* [WORK TO BE COMPLETED]
Please present the stretch of material from the line containing "In this exercise you will find the beige" through the last line of the material as a Markdown table with two columns, Row and Line, where Row numbers each line and Line holds its text. Leave out blank lines.

* [SUPPLIED DATA]
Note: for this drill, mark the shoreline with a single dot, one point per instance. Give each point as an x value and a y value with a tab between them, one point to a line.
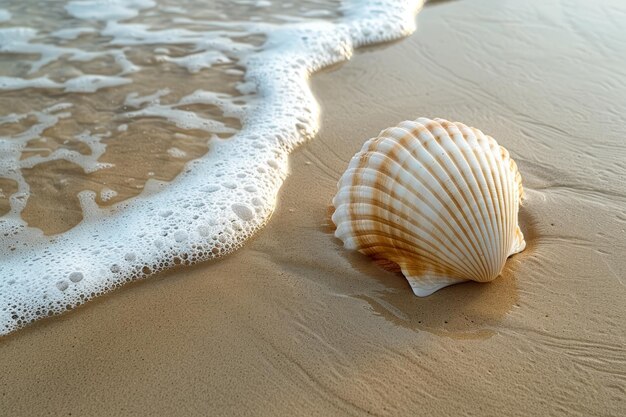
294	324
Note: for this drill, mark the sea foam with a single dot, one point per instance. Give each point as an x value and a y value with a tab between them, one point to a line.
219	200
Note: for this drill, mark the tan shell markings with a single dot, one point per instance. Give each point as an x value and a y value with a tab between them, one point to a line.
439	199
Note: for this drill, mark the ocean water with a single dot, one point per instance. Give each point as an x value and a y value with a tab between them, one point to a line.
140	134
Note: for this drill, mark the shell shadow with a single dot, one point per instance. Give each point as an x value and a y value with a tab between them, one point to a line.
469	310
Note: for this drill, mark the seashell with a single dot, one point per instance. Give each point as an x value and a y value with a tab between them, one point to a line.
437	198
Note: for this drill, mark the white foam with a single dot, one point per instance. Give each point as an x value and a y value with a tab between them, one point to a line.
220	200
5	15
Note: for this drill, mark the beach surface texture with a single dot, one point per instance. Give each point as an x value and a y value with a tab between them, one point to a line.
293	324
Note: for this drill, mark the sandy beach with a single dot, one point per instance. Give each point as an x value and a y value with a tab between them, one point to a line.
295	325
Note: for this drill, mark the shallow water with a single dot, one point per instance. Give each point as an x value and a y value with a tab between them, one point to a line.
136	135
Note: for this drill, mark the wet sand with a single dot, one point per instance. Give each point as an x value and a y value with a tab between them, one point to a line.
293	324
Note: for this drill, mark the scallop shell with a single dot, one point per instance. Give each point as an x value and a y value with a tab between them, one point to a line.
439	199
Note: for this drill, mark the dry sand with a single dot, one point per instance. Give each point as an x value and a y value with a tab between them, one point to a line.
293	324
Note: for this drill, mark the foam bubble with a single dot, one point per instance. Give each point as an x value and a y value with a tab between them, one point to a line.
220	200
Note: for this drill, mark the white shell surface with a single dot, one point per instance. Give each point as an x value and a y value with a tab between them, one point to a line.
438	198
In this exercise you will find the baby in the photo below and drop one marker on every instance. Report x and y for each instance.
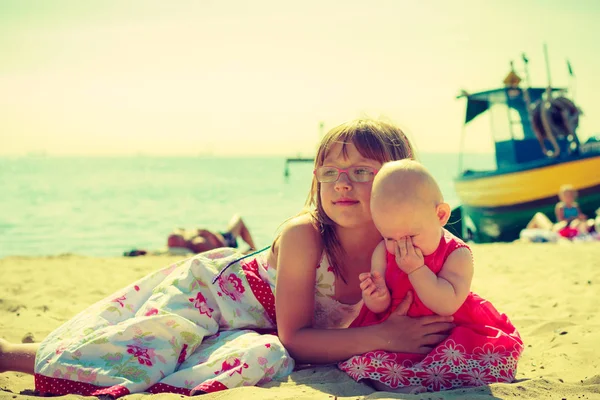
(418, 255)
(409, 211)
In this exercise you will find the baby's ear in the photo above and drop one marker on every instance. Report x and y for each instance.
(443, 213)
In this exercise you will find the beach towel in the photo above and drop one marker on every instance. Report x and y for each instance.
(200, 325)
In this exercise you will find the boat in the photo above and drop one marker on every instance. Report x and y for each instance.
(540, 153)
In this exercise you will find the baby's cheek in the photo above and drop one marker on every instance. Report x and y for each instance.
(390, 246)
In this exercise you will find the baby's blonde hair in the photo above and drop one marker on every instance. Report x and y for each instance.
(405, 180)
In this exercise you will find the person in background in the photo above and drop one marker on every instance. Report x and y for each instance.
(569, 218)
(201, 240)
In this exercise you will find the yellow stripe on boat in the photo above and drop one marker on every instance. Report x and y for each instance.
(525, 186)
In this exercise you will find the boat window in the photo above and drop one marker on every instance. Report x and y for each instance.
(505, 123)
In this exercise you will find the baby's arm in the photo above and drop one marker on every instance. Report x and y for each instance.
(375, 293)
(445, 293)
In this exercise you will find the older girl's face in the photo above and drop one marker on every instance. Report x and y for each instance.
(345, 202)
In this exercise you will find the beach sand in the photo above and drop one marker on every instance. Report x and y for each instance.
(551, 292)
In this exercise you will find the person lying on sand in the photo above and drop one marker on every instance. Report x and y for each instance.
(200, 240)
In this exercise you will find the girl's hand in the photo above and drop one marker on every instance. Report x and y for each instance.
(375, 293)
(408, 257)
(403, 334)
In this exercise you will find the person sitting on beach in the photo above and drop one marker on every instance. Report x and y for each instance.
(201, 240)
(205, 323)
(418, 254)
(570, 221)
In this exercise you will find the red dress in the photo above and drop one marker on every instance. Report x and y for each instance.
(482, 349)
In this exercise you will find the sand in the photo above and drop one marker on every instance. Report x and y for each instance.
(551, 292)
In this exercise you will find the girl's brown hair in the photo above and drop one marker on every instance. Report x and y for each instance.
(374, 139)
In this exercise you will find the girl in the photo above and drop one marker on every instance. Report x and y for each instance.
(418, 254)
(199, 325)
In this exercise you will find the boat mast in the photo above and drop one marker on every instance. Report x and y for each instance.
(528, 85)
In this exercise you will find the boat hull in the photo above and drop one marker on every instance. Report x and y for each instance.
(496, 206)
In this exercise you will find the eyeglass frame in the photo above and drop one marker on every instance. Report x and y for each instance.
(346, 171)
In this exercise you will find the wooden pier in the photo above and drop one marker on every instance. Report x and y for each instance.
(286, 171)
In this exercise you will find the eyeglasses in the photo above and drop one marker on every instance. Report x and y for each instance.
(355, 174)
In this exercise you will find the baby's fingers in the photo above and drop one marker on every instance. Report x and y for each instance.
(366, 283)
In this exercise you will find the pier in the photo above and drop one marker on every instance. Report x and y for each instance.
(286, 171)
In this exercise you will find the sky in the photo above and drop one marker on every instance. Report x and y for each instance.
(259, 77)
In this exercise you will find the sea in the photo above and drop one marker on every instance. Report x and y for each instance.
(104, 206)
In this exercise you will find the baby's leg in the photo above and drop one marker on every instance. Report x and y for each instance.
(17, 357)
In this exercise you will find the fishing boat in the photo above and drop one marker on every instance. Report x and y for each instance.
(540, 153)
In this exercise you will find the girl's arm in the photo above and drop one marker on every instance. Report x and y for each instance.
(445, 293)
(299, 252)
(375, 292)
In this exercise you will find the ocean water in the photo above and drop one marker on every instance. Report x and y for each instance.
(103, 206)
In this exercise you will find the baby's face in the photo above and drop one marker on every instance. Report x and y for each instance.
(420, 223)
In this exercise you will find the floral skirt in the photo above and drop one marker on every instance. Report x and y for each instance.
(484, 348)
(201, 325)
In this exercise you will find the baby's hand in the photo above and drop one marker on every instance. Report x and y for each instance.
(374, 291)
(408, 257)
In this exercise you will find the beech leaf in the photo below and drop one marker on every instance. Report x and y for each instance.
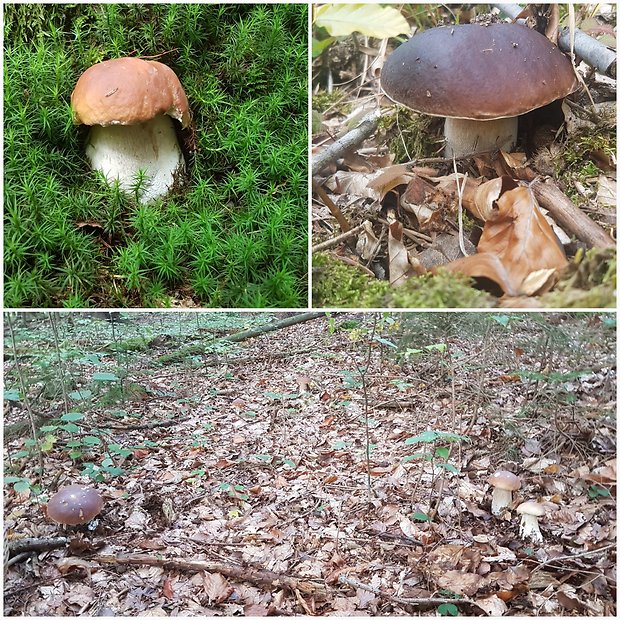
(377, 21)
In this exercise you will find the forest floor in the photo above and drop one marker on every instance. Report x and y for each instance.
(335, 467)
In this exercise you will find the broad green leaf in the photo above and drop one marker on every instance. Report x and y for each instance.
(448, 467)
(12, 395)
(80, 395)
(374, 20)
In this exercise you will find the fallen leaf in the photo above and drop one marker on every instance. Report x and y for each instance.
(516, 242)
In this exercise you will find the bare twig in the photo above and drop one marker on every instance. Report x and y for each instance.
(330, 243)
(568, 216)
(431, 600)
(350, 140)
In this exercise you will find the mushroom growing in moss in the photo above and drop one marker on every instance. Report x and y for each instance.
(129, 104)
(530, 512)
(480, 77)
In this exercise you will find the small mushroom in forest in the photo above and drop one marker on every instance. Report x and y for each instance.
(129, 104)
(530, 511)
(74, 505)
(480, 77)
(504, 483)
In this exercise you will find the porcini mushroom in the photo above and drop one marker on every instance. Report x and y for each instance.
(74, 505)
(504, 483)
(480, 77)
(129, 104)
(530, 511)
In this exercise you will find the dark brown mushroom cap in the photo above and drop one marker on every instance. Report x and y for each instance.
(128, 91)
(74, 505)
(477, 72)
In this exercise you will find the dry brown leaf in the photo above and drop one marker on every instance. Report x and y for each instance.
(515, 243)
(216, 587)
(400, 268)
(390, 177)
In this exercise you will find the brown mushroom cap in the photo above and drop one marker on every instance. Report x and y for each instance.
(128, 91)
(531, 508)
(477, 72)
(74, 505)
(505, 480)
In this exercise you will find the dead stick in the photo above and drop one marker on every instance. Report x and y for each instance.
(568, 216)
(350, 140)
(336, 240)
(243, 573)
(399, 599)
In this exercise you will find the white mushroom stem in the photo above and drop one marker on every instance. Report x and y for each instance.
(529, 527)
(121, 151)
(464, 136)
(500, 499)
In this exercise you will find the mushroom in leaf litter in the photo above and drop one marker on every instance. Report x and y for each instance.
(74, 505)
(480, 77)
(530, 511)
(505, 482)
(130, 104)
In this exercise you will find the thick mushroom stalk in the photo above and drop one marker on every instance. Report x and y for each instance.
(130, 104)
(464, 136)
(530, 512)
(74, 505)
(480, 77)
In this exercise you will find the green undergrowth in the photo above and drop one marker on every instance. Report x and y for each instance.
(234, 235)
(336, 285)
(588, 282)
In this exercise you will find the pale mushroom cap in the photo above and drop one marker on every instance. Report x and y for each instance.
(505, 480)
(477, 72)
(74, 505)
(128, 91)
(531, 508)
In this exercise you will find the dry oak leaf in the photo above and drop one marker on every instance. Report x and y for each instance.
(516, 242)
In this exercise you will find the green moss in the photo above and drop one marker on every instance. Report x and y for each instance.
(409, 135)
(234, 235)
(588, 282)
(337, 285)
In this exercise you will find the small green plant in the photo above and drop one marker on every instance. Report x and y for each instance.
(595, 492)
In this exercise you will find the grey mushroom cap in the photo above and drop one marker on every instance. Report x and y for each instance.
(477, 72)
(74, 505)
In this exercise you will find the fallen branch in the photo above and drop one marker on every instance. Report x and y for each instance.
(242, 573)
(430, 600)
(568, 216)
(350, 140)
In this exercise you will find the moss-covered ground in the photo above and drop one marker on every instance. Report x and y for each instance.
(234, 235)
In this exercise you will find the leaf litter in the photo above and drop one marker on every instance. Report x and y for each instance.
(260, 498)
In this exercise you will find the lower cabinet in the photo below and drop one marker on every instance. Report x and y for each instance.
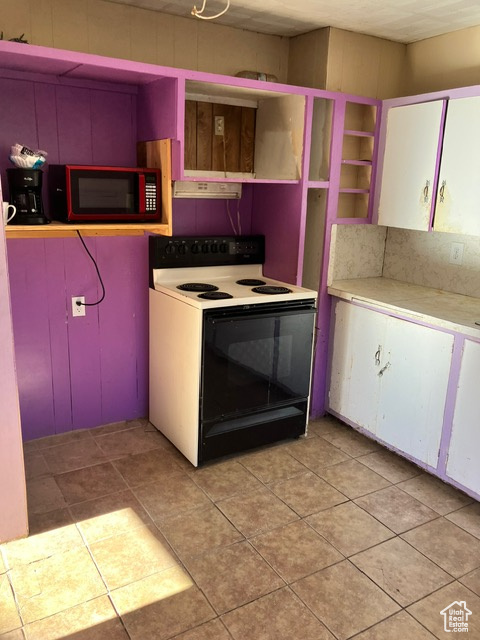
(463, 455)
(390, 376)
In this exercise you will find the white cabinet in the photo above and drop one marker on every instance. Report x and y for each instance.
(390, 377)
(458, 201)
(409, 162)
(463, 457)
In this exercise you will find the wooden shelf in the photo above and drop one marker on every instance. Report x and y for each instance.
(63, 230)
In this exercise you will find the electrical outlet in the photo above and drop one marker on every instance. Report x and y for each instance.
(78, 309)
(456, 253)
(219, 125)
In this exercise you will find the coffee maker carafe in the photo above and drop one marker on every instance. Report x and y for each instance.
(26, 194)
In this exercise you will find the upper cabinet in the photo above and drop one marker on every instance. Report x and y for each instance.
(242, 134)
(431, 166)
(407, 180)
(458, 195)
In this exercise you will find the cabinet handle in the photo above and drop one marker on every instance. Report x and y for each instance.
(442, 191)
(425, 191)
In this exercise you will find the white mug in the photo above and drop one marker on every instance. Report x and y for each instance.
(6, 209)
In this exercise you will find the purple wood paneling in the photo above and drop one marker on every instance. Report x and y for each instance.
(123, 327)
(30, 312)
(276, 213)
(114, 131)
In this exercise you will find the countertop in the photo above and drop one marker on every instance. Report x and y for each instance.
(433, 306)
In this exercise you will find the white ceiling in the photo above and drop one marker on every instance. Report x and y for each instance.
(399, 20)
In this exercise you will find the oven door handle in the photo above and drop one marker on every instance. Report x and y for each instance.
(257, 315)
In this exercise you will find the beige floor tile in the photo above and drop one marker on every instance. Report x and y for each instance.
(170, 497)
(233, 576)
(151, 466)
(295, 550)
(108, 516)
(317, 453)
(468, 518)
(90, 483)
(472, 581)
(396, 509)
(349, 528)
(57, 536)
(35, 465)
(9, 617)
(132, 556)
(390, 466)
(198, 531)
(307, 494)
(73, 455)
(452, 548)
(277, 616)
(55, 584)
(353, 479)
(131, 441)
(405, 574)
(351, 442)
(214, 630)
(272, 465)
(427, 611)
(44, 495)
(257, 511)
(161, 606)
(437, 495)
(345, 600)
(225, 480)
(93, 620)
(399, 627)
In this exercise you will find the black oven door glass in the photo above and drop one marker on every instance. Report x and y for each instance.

* [WRITTEN RESPONSE]
| Row | Line |
|---|---|
| 1 | In this exercise you will find the beige floor tile in the photo above and drop one marker on every instance. Report x and y for each instance. |
| 2 | (170, 497) |
| 3 | (233, 576) |
| 4 | (151, 466) |
| 5 | (295, 550) |
| 6 | (108, 516) |
| 7 | (317, 453) |
| 8 | (468, 518) |
| 9 | (90, 483) |
| 10 | (472, 581) |
| 11 | (396, 509) |
| 12 | (349, 528) |
| 13 | (57, 536) |
| 14 | (35, 465) |
| 15 | (9, 617) |
| 16 | (132, 556) |
| 17 | (390, 466) |
| 18 | (198, 531) |
| 19 | (307, 494) |
| 20 | (73, 455) |
| 21 | (452, 548) |
| 22 | (277, 616) |
| 23 | (55, 584) |
| 24 | (353, 479) |
| 25 | (131, 441) |
| 26 | (405, 574) |
| 27 | (351, 442) |
| 28 | (214, 630) |
| 29 | (272, 465) |
| 30 | (427, 611) |
| 31 | (44, 495) |
| 32 | (257, 511) |
| 33 | (161, 606) |
| 34 | (437, 495) |
| 35 | (345, 600) |
| 36 | (225, 480) |
| 37 | (93, 620) |
| 38 | (399, 627) |
| 39 | In this exercise you will find the black oven door glass in the photo above and drop one marker on every instance. Report x and y for each instance. |